THE DATA:

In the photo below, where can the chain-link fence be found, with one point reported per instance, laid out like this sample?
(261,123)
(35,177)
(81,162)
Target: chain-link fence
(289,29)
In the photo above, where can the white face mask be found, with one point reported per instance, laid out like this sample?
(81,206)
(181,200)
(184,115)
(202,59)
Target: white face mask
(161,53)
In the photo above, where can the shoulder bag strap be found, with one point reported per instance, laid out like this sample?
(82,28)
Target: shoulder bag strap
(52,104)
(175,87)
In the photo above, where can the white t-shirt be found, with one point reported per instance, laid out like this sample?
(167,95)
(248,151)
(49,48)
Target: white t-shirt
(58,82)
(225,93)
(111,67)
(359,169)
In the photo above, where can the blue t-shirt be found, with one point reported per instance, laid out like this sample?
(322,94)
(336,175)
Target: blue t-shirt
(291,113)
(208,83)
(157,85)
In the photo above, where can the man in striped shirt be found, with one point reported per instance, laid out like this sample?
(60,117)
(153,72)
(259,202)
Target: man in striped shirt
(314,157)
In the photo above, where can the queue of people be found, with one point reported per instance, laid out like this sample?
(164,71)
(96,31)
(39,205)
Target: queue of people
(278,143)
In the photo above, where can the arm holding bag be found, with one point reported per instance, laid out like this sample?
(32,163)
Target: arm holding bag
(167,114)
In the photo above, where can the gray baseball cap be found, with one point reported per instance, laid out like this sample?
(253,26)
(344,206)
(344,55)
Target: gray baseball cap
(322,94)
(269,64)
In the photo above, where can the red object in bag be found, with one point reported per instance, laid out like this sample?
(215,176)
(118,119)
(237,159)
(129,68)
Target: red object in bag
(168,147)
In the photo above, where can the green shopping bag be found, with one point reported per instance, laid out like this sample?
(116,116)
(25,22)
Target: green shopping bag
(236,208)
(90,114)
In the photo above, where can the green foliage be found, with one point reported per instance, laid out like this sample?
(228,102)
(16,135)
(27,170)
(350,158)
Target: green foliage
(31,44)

WHAT THIS TASK INVOLVES: Output exactly the lines from the one containing "Target: blue t-shirt" through the last line of the entries, both ends included.

EXERCISE ANSWER:
Target: blue t-shirt
(291,113)
(208,83)
(157,85)
In the photo above, where can the man in striped shirt be found, with one point reported per instance, laid out like this sample?
(60,117)
(153,72)
(259,202)
Target: man in striped shirt
(314,157)
In the photo above, where can the queue of people be found, with one point reported per instance, laid out like this sample?
(164,71)
(96,31)
(39,205)
Target: queue of people
(278,143)
In the photo above, where can the arm holding bag be found, with one point reported per instance, laid out like this sample?
(32,163)
Target: arm holding bag
(167,114)
In the photo above, where can the gray baseball cap be found, with one point reported per instance, laid out like this sample?
(253,26)
(344,206)
(344,55)
Target: gray baseball cap
(322,94)
(269,64)
In the photo above, where can the red object in bag be found, with one point reported per instance, laid out like this sample?
(215,176)
(118,119)
(237,159)
(129,68)
Target: red object in bag
(168,147)
In the photo above, where can the green shopping bag be found, with one point reported per instance, laid out like this sample?
(116,116)
(25,22)
Target: green shopping bag
(236,208)
(90,114)
In the photo above, where can the green foliage be found, with one point reported per instance, laid out like this sample?
(228,102)
(16,135)
(27,170)
(350,158)
Target: green foliage
(31,44)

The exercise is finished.